Bohol VGov Balite, BMs, et al Suspended for 9 Months

ombudsman suspension order balite bohol board members SP

TAGBILARAN CITY – Bohol Vice-governor Dionisio Balite and several other former and incumbent officials of the province have been ordered suspended for nine months without pay by the Office of the Ombudsman after they were found liable for “conduct prejudicial to the best interest of the service” in relation to the several heavy equipment units worth around P160 million procured by the late Bohol governor Erico B. Aumentado in 2006 and in 2009.

Although the former provincial board members were not directly involved in the purchase of the heavy equipment and they were only acting upon the request of ex-Gov. Aumentado through then Vice-Gov. Julius Caesar F. Herrera to pass a resolution authorizing the late governor to open a letter of credit with Philippine National Bank and Land Bank of the Philippines, the Ombudsman found them liable for their failure to scrutinize the legality of Aumentado’s action.

Vice-Gov. Balite, who was a member of the provincial board at that time, is the highest ranking official who is facing the suspension order. Also ordered suspended are former board members Concepcion O. Lim, Jose E. Veloso, Felix R. Uy, Godofreda O. Tirol, Brigido Z. Imboy, Cesar Tomas M. Lopez, and Alfonso R. Damalerio II, according to the 23-page decision approved by Ombudsman Conchita Carpio-Morales on January 16, 2017.

The Ombudsman also suspended from service for nine months without pay three former bids and awards committee (BAC) officials of the provincial government including Laura Saramosing-Boloyos, Felix M. Mejorada and Abraham D. Clarin.

Absolved from liability were Erico B. Aumentado “in view of his death on December 25, 2012” and former general service officer engineer Edwin Vallejos. Charges against former provincial health officer Greg Julius Sodusta V and former provincial legal officer IV Reynard D. Namocatcat were also dropped.

In the event that the penalty of suspension can no longer be enforced due to respondents’ separation from government service, the Ombudsman said, the “penalty shall be converted into a fine in an amount equivalent to respondents’ salary for six months, payable to the Office of the Ombudsman, and may be deductible from respondents’ retirement benefits, accrued leave credits or any receivables from their offices.”

(Your tasks)
• 1. Restate word for word the passage of the Bohol suspension article between "The Ombudsman also" and "Abraham D. Clarin.", inclusive.
• 2. From the rows below, quote the lines between the line holding "Mark every instance of the white metal headboard" and the line holding "x=108, y=217", inclusive, and give only those lines.

(Stored dataset items)
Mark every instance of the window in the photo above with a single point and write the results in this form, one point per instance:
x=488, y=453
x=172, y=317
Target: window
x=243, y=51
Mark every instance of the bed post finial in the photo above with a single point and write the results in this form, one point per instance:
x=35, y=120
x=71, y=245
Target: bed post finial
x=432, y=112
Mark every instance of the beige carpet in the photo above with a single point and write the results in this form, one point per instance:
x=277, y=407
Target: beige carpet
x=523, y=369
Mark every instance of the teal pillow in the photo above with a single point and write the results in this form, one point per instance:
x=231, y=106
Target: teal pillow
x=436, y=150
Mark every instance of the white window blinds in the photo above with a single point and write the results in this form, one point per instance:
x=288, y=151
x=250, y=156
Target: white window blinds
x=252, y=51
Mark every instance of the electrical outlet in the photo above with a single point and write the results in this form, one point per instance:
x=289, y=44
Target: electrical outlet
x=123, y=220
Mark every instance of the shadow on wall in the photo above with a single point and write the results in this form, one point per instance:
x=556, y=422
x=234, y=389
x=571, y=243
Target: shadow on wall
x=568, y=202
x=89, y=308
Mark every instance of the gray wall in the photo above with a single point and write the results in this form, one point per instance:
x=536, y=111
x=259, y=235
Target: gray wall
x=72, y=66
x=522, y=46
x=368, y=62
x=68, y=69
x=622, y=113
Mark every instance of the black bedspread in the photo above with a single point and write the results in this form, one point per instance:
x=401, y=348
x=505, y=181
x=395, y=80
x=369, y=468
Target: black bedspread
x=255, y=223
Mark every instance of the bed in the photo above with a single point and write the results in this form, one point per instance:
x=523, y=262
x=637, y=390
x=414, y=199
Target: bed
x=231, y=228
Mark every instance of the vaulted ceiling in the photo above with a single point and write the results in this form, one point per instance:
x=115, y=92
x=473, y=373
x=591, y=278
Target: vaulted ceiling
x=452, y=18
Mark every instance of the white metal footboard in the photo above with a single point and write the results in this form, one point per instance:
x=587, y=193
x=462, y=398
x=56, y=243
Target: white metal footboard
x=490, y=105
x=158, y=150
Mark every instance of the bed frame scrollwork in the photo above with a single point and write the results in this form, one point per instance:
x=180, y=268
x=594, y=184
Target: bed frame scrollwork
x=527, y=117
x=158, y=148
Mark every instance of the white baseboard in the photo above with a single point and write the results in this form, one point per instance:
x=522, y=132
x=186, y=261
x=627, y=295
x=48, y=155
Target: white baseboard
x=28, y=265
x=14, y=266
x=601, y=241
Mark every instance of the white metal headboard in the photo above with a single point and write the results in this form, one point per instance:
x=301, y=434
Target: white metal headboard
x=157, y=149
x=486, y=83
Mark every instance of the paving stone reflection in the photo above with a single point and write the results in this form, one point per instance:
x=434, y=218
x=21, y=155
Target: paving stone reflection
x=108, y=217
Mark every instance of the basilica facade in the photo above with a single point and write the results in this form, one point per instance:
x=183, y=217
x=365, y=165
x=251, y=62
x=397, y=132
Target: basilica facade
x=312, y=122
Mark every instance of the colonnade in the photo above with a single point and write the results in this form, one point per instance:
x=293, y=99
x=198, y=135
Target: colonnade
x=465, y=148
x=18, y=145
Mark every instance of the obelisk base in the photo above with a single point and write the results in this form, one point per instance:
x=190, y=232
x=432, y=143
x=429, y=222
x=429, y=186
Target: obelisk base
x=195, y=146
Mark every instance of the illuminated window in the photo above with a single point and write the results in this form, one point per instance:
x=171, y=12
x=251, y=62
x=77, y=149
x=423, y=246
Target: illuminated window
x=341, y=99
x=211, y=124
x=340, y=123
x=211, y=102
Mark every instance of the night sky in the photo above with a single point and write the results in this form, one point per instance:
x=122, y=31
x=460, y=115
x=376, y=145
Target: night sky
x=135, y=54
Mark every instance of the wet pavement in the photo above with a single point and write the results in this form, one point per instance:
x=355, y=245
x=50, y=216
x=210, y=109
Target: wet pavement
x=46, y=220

(Exercise answers)
• 1.
The Ombudsman also suspended from service for nine months without pay three former bids and awards committee (BAC) officials of the provincial government including Laura Saramosing-Boloyos, Felix M. Mejorada and Abraham D. Clarin.

• 2.
Mark every instance of the white metal headboard in the photo above with a single point and write the results in this form, one point per instance:
x=301, y=434
Target: white metal headboard
x=157, y=149
x=486, y=83
Mark every instance of the paving stone reflection in the photo above with a single point and write the results in this form, one point per instance:
x=434, y=218
x=21, y=155
Target: paving stone reflection
x=108, y=217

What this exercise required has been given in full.